START Records provided

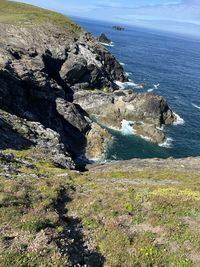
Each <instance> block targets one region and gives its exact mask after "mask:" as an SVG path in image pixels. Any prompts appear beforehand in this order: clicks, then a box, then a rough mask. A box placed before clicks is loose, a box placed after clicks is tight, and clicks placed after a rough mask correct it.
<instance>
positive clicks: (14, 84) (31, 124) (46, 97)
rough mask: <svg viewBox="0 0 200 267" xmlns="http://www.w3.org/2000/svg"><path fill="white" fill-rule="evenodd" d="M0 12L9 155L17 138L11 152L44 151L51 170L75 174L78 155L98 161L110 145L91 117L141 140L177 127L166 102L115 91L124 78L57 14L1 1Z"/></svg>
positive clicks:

END Records provided

* Exercise description *
Write out every item above word for word, omitting the pictures.

* Result of this exercise *
Each <instance> block targets one region and gives its exact mask after "mask:" as an SVG path in image pixels. Any prompts appear beforehand in this order: clicks, then a box, then a rough mask. A box placed before clicks is loose, a box placed after clicks is tight, and clicks placed after a rough mask correct it.
<instance>
positive clicks: (14, 84) (31, 124) (46, 97)
rough mask: <svg viewBox="0 0 200 267" xmlns="http://www.w3.org/2000/svg"><path fill="white" fill-rule="evenodd" d="M0 12L9 155L17 138L11 152L44 151L51 170L75 174L78 155L98 161L110 145L91 117L141 140L177 127L166 102L115 91L124 78L57 14L1 1Z"/></svg>
positive clicks:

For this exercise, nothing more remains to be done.